Can you copy out everything in the records from the line containing "Look at the" down to the line containing "positive clicks: (798, 477) (216, 670)", with both of those lines included and every character kept as it is?

» **Information shown**
···

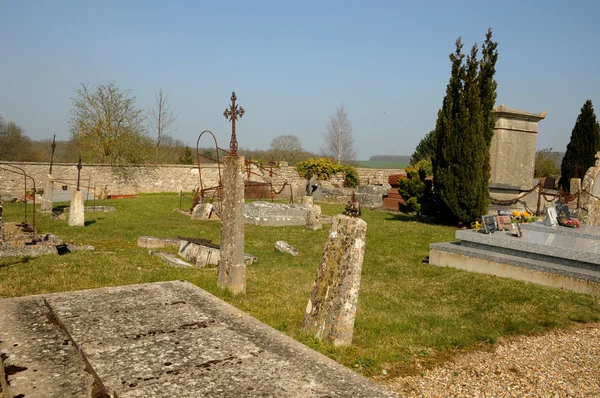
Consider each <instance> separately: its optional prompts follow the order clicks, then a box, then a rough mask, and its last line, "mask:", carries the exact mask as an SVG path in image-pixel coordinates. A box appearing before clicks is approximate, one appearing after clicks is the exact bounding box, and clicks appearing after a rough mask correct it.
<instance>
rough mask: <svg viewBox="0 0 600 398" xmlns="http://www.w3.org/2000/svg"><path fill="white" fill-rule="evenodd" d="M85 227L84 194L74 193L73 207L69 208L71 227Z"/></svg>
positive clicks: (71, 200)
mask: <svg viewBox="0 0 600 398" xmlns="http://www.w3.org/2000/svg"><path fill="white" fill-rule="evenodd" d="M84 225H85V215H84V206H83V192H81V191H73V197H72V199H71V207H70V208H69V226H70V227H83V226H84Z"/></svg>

···

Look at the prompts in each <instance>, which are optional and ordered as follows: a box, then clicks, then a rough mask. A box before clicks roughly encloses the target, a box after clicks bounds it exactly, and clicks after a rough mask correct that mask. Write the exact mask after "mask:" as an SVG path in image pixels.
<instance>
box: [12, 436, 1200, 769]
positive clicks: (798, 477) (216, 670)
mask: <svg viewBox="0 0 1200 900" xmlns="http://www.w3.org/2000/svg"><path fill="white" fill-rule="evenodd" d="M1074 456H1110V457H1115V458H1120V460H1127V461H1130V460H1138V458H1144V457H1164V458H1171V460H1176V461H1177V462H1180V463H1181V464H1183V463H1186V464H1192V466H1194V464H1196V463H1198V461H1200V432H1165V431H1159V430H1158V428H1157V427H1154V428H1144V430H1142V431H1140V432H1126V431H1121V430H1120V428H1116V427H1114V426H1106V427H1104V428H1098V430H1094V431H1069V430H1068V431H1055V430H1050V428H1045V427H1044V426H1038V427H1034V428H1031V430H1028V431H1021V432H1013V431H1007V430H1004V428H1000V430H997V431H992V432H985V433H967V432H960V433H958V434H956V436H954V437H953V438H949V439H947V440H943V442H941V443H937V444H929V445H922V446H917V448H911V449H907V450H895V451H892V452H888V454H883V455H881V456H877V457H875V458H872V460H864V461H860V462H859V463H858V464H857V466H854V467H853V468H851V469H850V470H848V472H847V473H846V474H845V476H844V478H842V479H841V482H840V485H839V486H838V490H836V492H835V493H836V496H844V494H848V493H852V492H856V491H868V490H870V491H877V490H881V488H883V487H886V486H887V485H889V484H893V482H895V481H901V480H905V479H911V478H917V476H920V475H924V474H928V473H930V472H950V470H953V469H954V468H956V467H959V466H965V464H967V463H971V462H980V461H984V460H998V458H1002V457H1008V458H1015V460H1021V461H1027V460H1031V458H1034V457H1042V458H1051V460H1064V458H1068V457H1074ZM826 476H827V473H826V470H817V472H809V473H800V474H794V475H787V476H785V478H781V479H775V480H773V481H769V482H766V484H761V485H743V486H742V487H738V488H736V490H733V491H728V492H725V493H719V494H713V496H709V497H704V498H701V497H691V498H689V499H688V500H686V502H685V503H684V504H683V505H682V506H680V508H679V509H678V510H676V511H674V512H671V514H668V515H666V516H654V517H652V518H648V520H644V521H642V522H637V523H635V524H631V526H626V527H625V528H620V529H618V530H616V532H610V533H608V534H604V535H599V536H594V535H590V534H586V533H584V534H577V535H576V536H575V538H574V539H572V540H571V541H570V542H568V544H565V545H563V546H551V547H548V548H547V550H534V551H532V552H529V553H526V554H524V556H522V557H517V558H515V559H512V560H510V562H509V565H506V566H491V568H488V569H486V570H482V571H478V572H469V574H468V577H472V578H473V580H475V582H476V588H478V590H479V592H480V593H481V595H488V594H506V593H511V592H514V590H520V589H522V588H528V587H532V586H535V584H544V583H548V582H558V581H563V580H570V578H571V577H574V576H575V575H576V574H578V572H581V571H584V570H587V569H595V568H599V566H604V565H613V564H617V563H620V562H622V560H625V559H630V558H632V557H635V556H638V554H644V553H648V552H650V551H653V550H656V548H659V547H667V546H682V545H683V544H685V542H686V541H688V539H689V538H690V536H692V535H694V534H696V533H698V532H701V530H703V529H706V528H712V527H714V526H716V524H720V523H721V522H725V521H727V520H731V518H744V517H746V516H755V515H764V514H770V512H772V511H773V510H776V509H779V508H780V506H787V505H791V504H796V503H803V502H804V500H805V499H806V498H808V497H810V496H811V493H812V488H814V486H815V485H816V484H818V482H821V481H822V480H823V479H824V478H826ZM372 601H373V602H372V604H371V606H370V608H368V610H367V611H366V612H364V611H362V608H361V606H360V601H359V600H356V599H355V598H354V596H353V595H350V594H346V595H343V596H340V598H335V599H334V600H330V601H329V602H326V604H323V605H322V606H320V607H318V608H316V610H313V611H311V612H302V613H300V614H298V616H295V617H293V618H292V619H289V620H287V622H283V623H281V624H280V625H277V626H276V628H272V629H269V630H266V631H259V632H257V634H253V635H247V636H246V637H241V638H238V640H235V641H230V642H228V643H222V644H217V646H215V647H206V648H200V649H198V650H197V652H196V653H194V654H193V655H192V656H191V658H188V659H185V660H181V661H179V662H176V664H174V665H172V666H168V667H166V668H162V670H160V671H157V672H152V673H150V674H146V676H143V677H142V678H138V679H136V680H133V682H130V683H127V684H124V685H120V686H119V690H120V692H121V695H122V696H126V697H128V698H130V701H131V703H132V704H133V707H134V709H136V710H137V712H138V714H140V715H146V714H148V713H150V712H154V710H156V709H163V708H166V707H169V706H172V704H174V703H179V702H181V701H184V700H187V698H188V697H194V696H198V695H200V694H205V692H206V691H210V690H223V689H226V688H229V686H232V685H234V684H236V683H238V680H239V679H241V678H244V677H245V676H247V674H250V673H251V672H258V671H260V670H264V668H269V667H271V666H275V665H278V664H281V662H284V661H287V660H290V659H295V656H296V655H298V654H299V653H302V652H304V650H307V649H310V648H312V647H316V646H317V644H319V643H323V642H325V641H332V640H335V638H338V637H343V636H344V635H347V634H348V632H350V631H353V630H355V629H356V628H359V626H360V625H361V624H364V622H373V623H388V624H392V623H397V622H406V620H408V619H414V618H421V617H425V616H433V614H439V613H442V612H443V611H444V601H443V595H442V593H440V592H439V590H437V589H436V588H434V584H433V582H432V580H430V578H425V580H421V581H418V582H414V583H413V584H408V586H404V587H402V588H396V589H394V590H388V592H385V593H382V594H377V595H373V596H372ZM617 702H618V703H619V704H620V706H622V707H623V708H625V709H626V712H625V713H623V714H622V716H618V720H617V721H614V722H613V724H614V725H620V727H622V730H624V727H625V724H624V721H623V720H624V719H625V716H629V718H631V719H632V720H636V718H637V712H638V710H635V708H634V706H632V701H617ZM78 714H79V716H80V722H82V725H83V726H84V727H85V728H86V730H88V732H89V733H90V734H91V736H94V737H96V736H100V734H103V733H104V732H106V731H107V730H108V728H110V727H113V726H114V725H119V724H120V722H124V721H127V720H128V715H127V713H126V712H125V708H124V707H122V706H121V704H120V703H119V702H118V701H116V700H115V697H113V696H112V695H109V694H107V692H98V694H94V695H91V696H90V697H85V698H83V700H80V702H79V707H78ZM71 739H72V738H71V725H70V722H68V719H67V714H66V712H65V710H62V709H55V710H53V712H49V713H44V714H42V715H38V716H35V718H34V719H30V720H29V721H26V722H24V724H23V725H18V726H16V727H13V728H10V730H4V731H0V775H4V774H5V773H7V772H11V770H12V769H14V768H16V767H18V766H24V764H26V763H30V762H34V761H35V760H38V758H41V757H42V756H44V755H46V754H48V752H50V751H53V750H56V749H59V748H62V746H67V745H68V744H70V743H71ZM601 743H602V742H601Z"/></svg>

···

» **Result of the exercise**
Look at the prompts in each <instance>, which are optional and ordered as follows: a box, then clicks, then a rough mask. A box before clicks roughly encloses the target, a box after clicks bounds it exactly, and clicks after a rough mask correct that mask. Write the exact mask after "mask:" as an SVG path in image pixels.
<instance>
box: [12, 436, 1200, 769]
positive clicks: (798, 477) (216, 670)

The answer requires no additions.